Ciro: —Como penalista.

Fernando: —¿Y Gabriel Turbay?

Ciro: —Como amigo.

En la calle gritan los voceadores de prensa y los loteros.

Fernando: —¡Cómo despilfarran papel en Colombia! Y pensar que en París, en Roma, en Londres, las ediciones son de ocho páginas, porque no tienen papel. Y aquí echan hasta 24 páginas en tonterías, avisos y noticias trasnochadas. Y yo los leo por Benitín y Eneas.

Ciro: —Y no obstante, no tenemos una revista literaria que valga la pena.

Fernando: —Aquí no hay más que gacetilleros… Ciro: ¿Por qué no fundamos tú y yo una buena revista, sin avisos, con la única colaboración de nosotros dos?

***

TAREA:
Prolonga, por favor, el diálogo entre Ciro y Fernando sobre la prensa y la revista literaria, a partir de la última intervención que aparece.

[Entradas almacenadas]
***

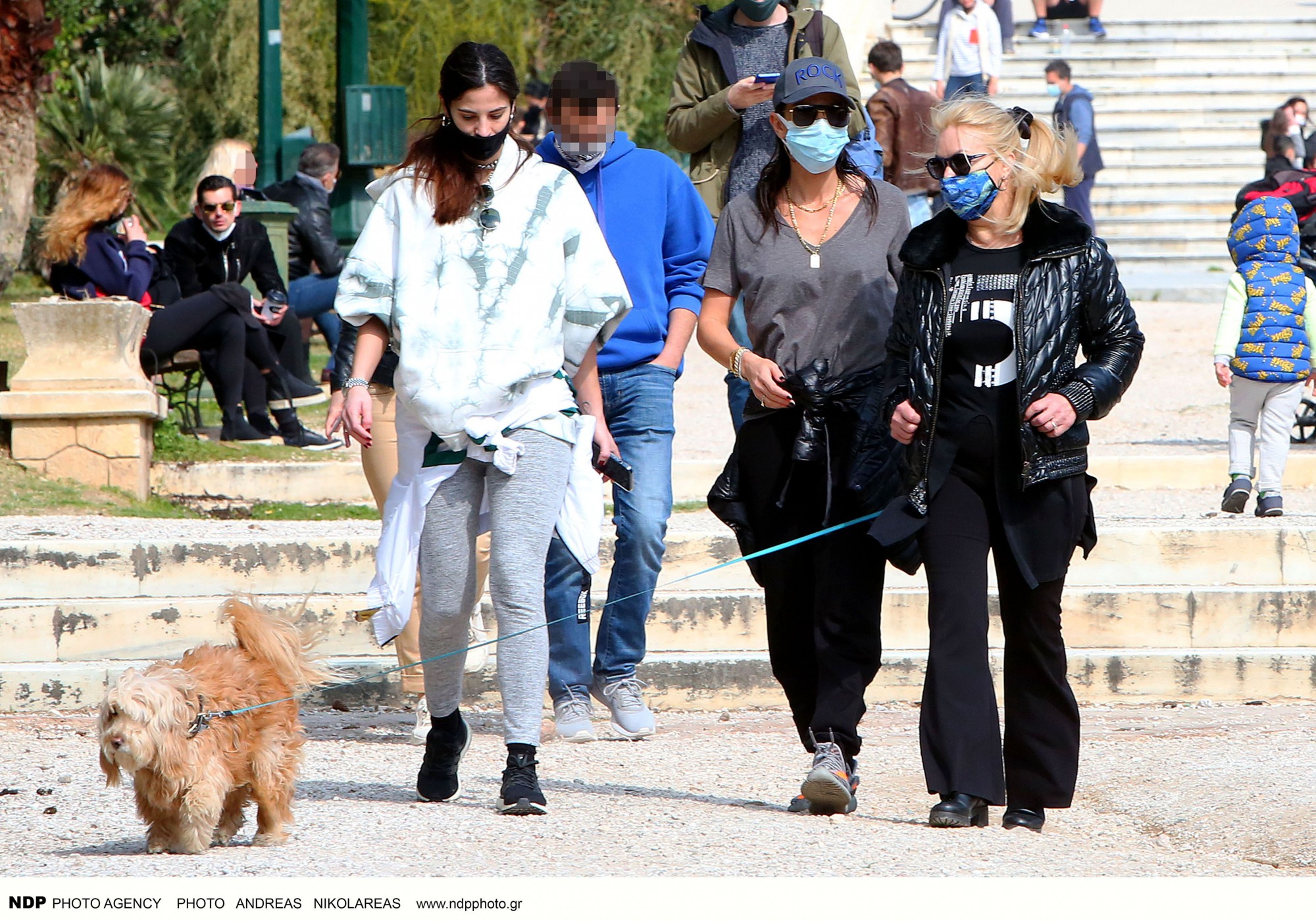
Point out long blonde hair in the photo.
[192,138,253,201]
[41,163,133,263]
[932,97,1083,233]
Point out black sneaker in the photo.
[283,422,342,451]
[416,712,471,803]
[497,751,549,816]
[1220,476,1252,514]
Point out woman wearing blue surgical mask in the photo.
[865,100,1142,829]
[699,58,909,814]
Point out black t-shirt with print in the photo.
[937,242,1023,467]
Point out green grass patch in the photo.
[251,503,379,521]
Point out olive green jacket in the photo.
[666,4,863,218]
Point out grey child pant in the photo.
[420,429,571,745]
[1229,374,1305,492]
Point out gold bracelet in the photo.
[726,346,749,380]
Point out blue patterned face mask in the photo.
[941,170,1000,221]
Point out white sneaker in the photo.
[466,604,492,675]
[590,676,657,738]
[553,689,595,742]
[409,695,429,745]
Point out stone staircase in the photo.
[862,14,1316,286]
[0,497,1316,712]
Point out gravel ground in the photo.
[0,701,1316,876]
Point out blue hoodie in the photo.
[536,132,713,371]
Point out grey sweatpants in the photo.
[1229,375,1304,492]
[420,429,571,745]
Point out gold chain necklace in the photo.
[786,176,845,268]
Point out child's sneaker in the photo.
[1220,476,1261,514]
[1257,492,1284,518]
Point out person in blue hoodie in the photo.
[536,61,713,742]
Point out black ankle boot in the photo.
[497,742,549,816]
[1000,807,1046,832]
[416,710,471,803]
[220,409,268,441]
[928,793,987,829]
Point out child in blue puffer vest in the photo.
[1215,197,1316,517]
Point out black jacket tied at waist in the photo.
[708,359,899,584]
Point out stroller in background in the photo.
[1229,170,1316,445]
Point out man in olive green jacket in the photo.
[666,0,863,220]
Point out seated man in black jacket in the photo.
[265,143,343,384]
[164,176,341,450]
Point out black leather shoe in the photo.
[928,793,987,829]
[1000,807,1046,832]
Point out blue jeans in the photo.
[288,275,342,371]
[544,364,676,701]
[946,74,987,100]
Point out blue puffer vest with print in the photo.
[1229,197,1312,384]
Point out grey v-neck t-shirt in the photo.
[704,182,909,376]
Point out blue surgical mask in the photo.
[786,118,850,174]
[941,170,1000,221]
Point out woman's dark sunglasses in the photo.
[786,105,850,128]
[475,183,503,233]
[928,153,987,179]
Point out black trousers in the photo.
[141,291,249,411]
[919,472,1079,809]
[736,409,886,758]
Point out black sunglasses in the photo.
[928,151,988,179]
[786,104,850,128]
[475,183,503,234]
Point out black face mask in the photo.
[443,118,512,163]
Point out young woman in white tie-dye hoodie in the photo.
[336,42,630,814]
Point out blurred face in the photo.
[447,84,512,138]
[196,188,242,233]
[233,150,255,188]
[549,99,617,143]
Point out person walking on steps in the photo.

***

RESPUESTA AL EJERCICIO:
Ciro: —Porque no la compran ni la leen. Porque tus prosas y mis versos no son para esta clase de gente. Y eso que tú vendías tus libros…

Fernando: —Vendí aquellos en donde insultaba a mis conciudadanos. Aquí compran la diatriba, el panfleto. Los libros serios, sencillos, como mi Remordimiento, no tienen cotización en el mercado.

Ciro: —La pornografía, la calumnia, eso sí les encanta.

Fernando: —Todo está oscuro. Vámonos, Ciro.

Ciro: —Pero, ¿hacia dónde, Fernando?

Fernando: —Vámonos a París. Vendamos lo que tenemos y ponemos allá una casa de huéspedes… Yo me entiendo con estos y tú con las huéspedas. Vámonos a morir en París, Ciro, vámonos…

Ciro: — «Me moriré en París con aguacero»…, como dijo Vallejo.

Fernando: —¿Te da miedo la muerte?

Ciro: —¡Miedo no! Pero te digo que para enterrarme me van a tener que matar…

Fernando: —¿Y el infierno?

Ciro: —Qué va… El entierro… ¿Y a ti?

Fernando: —El purgatorio y el infierno son mi preocupación.

Ciro: —¿Y el cielo se lo dejamos al «Tuso» Navarro?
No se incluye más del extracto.